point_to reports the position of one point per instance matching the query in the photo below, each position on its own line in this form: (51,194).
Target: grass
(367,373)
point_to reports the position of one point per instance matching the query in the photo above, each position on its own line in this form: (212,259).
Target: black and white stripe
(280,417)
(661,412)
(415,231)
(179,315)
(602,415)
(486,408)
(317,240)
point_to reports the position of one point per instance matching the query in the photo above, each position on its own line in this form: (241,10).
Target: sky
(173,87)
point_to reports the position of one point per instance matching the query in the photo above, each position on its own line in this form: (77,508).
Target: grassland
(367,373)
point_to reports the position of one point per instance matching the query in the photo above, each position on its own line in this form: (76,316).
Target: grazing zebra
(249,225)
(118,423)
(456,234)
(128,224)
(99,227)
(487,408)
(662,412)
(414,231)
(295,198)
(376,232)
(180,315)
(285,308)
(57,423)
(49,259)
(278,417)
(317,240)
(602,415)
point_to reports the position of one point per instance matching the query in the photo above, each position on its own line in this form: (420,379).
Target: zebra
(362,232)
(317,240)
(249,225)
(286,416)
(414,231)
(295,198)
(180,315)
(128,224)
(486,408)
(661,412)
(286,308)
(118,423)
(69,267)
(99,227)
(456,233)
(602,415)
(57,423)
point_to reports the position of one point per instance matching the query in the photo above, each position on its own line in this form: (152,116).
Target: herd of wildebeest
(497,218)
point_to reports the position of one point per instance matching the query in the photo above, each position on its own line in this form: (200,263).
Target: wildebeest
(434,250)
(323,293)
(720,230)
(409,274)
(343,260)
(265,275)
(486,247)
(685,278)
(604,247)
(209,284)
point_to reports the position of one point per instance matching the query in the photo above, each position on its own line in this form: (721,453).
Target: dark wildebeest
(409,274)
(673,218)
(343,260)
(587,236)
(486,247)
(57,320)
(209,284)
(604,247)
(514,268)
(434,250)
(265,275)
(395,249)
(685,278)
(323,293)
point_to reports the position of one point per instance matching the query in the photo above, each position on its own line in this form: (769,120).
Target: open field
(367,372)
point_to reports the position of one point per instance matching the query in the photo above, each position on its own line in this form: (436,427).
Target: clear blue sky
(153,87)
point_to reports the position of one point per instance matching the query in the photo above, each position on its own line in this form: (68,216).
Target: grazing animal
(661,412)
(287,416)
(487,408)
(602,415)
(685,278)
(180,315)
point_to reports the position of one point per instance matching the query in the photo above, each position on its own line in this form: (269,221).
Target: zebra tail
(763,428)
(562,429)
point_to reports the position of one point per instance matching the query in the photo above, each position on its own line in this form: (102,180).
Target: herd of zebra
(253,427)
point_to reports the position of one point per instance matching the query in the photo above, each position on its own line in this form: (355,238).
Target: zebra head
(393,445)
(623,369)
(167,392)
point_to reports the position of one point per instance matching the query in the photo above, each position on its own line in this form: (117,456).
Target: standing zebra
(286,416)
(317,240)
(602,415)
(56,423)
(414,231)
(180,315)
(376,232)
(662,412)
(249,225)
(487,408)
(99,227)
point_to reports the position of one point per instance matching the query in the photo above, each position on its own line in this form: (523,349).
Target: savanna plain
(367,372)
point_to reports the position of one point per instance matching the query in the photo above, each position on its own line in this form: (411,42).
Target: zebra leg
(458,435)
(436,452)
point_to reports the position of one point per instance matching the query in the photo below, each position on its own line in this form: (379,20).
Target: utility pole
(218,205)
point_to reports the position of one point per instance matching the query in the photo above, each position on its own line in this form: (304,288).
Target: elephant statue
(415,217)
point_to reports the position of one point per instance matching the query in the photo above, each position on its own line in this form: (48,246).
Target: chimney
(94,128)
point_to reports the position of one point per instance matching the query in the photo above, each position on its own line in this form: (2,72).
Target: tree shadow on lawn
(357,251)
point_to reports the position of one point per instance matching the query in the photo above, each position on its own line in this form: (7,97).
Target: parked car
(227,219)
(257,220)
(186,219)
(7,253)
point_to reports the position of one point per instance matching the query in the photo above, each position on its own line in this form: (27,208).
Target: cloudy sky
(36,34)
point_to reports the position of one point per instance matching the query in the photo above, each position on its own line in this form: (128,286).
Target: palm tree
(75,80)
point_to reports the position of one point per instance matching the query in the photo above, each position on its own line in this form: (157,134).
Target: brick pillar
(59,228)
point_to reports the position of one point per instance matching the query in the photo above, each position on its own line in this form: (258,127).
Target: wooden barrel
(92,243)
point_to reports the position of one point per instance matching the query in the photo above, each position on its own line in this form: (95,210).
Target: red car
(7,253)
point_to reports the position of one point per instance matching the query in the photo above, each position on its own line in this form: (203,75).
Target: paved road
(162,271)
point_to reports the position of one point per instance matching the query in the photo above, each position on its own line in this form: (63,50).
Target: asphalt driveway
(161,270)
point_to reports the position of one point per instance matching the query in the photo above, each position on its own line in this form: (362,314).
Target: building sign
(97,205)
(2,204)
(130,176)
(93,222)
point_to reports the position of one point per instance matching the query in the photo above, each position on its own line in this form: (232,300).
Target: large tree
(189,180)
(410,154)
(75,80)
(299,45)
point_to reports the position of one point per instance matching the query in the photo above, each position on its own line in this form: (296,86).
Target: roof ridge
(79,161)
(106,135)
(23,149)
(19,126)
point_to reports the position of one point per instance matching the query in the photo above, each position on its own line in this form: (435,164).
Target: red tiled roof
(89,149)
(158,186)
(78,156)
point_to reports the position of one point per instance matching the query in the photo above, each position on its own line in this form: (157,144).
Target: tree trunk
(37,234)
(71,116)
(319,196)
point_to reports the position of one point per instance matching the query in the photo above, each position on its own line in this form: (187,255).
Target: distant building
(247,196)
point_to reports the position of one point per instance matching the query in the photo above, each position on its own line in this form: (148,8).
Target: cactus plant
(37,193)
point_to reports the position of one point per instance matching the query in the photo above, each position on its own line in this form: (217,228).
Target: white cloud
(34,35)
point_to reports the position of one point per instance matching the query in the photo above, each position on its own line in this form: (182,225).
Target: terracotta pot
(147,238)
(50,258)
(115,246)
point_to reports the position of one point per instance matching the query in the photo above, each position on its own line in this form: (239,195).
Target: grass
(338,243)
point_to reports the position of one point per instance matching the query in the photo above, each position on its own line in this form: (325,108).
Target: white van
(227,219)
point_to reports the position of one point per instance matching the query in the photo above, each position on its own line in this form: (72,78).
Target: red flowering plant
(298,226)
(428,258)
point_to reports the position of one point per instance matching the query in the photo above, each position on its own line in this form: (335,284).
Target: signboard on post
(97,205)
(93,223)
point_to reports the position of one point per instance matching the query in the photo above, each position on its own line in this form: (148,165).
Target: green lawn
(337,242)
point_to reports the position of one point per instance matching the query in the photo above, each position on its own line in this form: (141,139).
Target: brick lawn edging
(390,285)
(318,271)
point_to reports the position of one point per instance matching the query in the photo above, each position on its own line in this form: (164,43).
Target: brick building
_ _ _ _ _
• **ZU ERLEDIGEN**
Gib die Zeilen von der Zeile mit „this form: (164,43).“ bis einschließlich der letzten Zeile der Einträge Wort für Wort wieder.

• **ERGEBNIS**
point_to reports the position of one point per instance matching the query in the photo above, each position on its own line in this form: (164,43).
Target: brick building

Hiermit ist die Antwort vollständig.